**Directive**: Repeat all entries exactly.

═══ Supplied records ═══

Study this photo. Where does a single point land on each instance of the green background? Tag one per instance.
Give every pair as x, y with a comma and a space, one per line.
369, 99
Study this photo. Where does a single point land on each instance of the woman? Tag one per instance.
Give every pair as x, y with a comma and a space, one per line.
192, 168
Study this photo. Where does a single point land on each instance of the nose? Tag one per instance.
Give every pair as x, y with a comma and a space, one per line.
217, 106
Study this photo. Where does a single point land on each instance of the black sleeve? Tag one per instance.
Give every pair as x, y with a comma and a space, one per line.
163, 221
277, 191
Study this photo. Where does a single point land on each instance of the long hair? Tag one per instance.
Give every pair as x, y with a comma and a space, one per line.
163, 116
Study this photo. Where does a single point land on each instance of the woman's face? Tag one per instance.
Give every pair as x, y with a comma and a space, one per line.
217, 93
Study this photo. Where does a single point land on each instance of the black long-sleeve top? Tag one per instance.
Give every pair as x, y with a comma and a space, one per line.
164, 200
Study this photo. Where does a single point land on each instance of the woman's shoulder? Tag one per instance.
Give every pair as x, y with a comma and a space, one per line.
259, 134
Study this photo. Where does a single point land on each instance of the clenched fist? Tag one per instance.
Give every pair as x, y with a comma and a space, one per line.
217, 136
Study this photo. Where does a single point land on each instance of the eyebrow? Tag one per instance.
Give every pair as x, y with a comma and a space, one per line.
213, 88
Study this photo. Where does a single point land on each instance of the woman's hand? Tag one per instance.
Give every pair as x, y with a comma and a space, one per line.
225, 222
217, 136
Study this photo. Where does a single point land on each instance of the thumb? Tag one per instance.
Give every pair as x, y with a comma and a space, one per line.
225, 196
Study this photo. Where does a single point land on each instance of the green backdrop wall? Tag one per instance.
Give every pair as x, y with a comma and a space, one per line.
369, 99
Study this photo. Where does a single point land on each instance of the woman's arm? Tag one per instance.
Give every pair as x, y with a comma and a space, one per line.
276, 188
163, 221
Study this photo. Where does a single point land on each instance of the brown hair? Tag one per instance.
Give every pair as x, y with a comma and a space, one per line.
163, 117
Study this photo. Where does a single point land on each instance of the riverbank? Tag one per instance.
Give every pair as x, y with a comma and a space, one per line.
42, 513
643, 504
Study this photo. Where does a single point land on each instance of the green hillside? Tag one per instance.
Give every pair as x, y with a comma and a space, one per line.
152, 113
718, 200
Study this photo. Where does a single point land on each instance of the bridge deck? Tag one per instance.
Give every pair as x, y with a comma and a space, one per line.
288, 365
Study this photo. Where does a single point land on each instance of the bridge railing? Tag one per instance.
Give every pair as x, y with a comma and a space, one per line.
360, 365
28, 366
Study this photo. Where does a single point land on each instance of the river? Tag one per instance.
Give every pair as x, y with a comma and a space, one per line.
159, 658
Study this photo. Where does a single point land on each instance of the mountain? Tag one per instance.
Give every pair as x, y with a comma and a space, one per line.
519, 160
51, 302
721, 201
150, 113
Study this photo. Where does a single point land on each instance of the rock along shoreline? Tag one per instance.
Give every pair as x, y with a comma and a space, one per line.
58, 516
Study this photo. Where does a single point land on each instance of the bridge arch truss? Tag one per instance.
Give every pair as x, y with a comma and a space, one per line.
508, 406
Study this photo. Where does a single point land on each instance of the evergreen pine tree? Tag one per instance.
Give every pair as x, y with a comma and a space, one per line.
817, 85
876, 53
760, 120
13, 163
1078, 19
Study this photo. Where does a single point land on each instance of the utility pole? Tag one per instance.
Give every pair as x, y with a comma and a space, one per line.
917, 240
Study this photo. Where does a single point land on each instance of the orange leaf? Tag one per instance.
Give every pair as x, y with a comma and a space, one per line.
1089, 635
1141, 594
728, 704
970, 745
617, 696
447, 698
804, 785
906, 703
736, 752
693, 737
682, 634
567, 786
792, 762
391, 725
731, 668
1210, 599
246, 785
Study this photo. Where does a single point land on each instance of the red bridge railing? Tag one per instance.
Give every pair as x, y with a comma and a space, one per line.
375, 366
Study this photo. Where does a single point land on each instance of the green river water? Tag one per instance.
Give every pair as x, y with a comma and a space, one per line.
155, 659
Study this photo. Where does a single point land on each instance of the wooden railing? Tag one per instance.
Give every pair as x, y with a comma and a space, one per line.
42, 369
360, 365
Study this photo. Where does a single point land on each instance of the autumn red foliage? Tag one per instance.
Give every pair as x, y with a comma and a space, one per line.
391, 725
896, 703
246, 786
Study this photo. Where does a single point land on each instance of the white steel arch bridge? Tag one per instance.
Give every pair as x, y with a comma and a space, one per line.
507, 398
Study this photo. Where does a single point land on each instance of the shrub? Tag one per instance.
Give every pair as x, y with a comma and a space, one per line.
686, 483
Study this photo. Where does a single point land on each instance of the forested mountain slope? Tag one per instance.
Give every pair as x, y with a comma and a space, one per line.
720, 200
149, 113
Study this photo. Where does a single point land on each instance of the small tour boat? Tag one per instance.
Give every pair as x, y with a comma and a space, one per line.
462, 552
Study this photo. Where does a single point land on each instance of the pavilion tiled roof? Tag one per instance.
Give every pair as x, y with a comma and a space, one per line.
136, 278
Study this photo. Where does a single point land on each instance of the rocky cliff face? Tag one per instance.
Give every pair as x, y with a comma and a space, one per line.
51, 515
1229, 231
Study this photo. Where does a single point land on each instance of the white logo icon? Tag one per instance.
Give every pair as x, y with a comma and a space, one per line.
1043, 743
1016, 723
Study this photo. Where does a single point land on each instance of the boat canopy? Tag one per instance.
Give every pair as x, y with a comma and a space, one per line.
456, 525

═══

**Completed exercise**:
Study this photo. Where does a single point land on each instance of the green background? Tag one per instance.
Give every pair as x, y with a comma and a space, one per line.
369, 99
Study this photo. Where does a single point land on each instance of the woman? Tag one per instance.
Give every pair as x, y with a comma and a space, one per line.
192, 168
Study this photo. Where does a single point land on each instance of the nose? Tag one per instance.
Give every pair as x, y with a comma and a space, one per line.
217, 106
Study this photo. Where does a single point land on each instance of the black sleeve? Tag one per instance.
Give every pair as x, y with a comma and a space, one per line.
163, 221
277, 191
Study this photo. Where does a single point land on each instance of the long hair? Tag one per instance.
Give every pair as x, y with a comma and a space, one per line.
163, 116
Study this photo. Where does a single point land on each instance of the woman's face? Tag one per instance.
Give every pair as x, y with a comma and a space, one per line.
217, 93
Study this photo. Where does a single point land on each instance of the black long-sleeve top? Tag one per instance.
Give every pair as x, y with a comma and a space, one per line.
164, 200
Study this photo. Where does a single point land on each instance of the woman's shoulder? Tag one per instance.
Give every pair as x, y with a comma and a space, one per line.
259, 134
Study this photo. Where does a single point land on each instance of the clenched fist? Tag one per instance.
Give every pair as x, y with a comma and a space, one per line.
217, 136
Study this photo. Where does a single point land on each instance of the eyebrow? Tag one per instance.
Give every pair as x, y with a comma and a space, one per line.
213, 88
Study this photo. Where does a single point land on each instance of the woman's hand? Tag one per instance.
Give every pair as x, y with a comma and a space, one per line.
225, 222
217, 136
Study this photo. Where does a single point land on each instance of the thumb? Tag one per instance.
Give every pair as x, y with a comma and a space, one per line.
225, 196
Study this photo. Where does a single point land on each instance of the green backdrop wall? Tag one per instance.
Give every pair as x, y with a comma and a space, one per line.
369, 99
Study this photo. Where does a single point land on each instance of the woman's arm? Tag one per instance.
Give every pair as x, y with a comma and a space, one per line.
276, 188
163, 221
Study this photo. Where does a single point land on each instance of the brown hair? Tag one per instance.
Give every pair as x, y with a comma and a space, one per line.
163, 117
Study this photo. Where does a single point land on each instance of the riverbank? Tag one per instance.
Give every pair as x, y with a comma and a space, one per line.
42, 513
643, 504
Study this photo. Where does a single point land on each instance of the green hillside? Tag one per instance.
Give every pair as x, y with a comma and a space, one per line.
152, 113
718, 200
Study this photo. Where does a single point land on each instance of the bridge deck? Tag one per instance.
Give every pair as x, y with a comma and a space, one per line.
288, 365
Study this photo. Where does a single point land on each instance of the bridge railing? Tag one per instance.
Give every pair as x, y with a comma and a space, one per line.
360, 365
28, 366
Study this photo. Where does a single point land on each instance of the river? Tag one per instance.
Give every pair as x, y with a comma and a space, one per line.
159, 658
Study this photo. Where does a single point land on each instance of the mountain? Tag one per instance.
Give every pair as x, y with a comma and a space, one per line.
519, 160
51, 302
721, 201
150, 113
Study this photo. Where does a single point land on each instance of the rock along shoreline? Tag one per instance.
Give every pair as x, y with a comma and a space, one per line.
58, 516
Study this photo. Where does a single point land on each instance of the bridge arch truss? Tag one per instance.
Give every pair as x, y with a comma and a space, one per line.
508, 406
Study this photo. Where does a single point land on each instance of the evergreen pine tree? Tag one per instance.
Give every pair as x, y with a comma and a space, one per line.
817, 85
876, 53
760, 120
13, 163
1078, 19
Study this photo. Where does a single point land on each instance of the utility pole? Tag one per instance.
Give every pair as x, y with a comma and a space, one per line.
917, 240
Study this photo. Where does a single point land on each instance of the orange leaf? Tag one per instance.
Give every pair as x, y with a comma and a space, one per line.
1089, 635
1141, 594
728, 704
970, 745
617, 696
447, 698
804, 785
906, 703
736, 752
693, 737
682, 634
567, 786
792, 762
391, 725
731, 668
1210, 599
246, 785
Study this photo. Where does a single point land on each instance of the red bridge railing? Tag one per instance.
Give every pair as x, y with a comma and a space, one per line.
375, 366
Study this photo. Where does a single point land on each instance of the green river water? Tag one per instance.
Give every pair as x, y with a comma and a space, one per line.
155, 659
Study this photo. Where does a single point land on each instance of the wooden railing? Tag one per instance.
Give every pair as x, y with a comma and a space, one per line.
42, 369
360, 365
Study this photo. Where does a single point land on each instance of the autumn red foliage? Tag one per instance.
Give every pair as x, y with a comma and a space, one per line.
391, 725
896, 703
246, 786
Study this photo. Where does a single point land on each instance of the white steel arch bridge? Tag one per instance.
Give every pair as x, y with a comma and a space, one per line.
507, 398
Study this photo. Where does a single point land on each instance of the shrub? Tag one per instance.
Give every pair as x, y with a comma and a space, one per line.
686, 483
Study this photo. Where does a single point land on each instance of the forested mountain slope? Tag one per instance.
Give every pair as x, y with a comma and a space, one per line.
720, 200
149, 113
Study this photo. Where does a single point land on each instance of the small tour boat? Tag one per instance.
Give every pair as x, y with a comma and a space, one per line.
462, 552
Study this photo. Where does a single point land on each instance of the pavilion tiled roof? Tag one per instance.
Give every pair as x, y with a comma and a space, one per line.
136, 278
Study this photo. Where does a single point land on each instance of the rocky cliff face? Tag one per instance.
Give every pair as x, y with a comma and a space, one per line.
51, 515
1229, 231
Study this photo. Where does a single point land on each instance of the white logo icon? Tag one per instance.
Give every pair as x, y with a comma and a space, one per line.
1043, 743
1016, 723
Study this photo. Where does a single point land on each instance of the boat canopy? Tag one per instance.
Give every pair as x, y with a comma and a space, one per line.
456, 525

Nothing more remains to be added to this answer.